__DOCUMENT EXTRACT__
::::::::

Family physicians face uncertainty from SGR, budget deliberations
Clock ticking on Congress to act on Medicare SGR, federal budget
AAFP urges members to tell lawmakers to spare family medicine
posted 12.6.12
Family physicians once again face uncertainty heading into the new year as the clock ticks down to what will be the most painful Medicare payment cut to date under Medicare’s Sustainable Growth Rate Formula, 26.5 percent. This year, however, federal lawmakers must address the larger issue of the budget deficit, resolve the country’s “fiscal cliff,” and decide whether to allow an additional 2 percent across-the-board cut to be enacted under the Budget Control Act of 2011’s sequestration process.
Modern Healthcare (registration required) reports that lawmakers are considering changes to the Medicaid provider tax, evaluation and management services, and graduate medical education as areas to achieve entitlement program savings as part of a deficit reduction deal. And though Politico Pro (subscription only) says there’s a long-shot chance that the fiscal cliff talks could provide for full repeal of the SGR formula, Congress will more likely pass another yearlong patch at a cost of $25 billion over the next ten years.

::::::::

__TASKS TO CARRY OUT__
- A) Reproduce word for word the passage of the Medicare payment article that opens with "Family physicians face" and closes with "2011’s sequestration process.".
- B) Extend the article on the Medicare SGR and federal budget by writing what comes after its final sentence.

__LISTED ENTRIES__
::::::::

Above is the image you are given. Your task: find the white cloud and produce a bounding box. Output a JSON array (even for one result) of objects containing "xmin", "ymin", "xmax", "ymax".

::::::::

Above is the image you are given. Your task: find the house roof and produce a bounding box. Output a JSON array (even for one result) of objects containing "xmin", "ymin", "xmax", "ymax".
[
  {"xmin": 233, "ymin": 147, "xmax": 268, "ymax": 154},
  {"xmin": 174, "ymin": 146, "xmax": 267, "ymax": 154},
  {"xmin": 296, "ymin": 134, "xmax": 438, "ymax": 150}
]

::::::::

__WRITTEN ANSWERS__
- A)
Family physicians face uncertainty from SGR, budget deliberations
Clock ticking on Congress to act on Medicare SGR, federal budget
AAFP urges members to tell lawmakers to spare family medicine
posted 12.6.12
Family physicians once again face uncertainty heading into the new year as the clock ticks down to what will be the most painful Medicare payment cut to date under Medicare’s Sustainable Growth Rate Formula, 26.5 percent. This year, however, federal lawmakers must address the larger issue of the budget deficit, resolve the country’s “fiscal cliff,” and decide whether to allow an additional 2 percent across-the-board cut to be enacted under the Budget Control Act of 2011’s sequestration process.

- B)
One idea for paying for an SGR patch, commonly called the “doc fix,” is to eliminate the Medicaid primary care payment increase scheduled for implementation on Jan. 1. This is one of three issues AAFP focuses on in its latest action alert, and the national Academy urges members to contact your congressional representatives to insist that they not take this action. AAFP provides three templates that can be easily e-mailed or mailed through Speak Out.
“If Medicare’s flawed Sustainable Growth Rate formula isn’t addressed, the pay cuts faced by family physicians in 2013 are very serious, but withdrawing the promise of primary care for low-income working families cannot be used to avoid the SGR’s cut,” AAFP says on its website.
The first letter template states strong opposition to the elimination of the Medicaid parity bonus. “Elimination of this policy further burdens the already challenged Medicaid system. Patients will face obstacles to connecting with a patient-centered medical home and will be forced to rely on episodic, acute care services provided in other settings, forgoing the more cost-effective coordinated and preventive care services that primary care physicians provide.”
The second letter urges Congress to stop broad cuts under sequestration and to protect the funding for key health professions programs that support family medicine research, education, and training. This includes Title VII funding that supports the Primary Care Training and Enhancement program, the National Health Service Corps that places medical professionals in health professional shortage areas, and the Agency for Healthcare Research and Quality’s Center for Primary Care, Prevention, and Clinical Partnerships that serves as the home of AHRQ’s Practice-Based Research Network of primary care ambulatory practices.
The third letter urges Congress to protect Medicare Graduate Medical Education funding. However, AAFP states that if cuts must be made, lawmakers must prioritize vulnerable primary care training and spare these programs from across-the-board cuts.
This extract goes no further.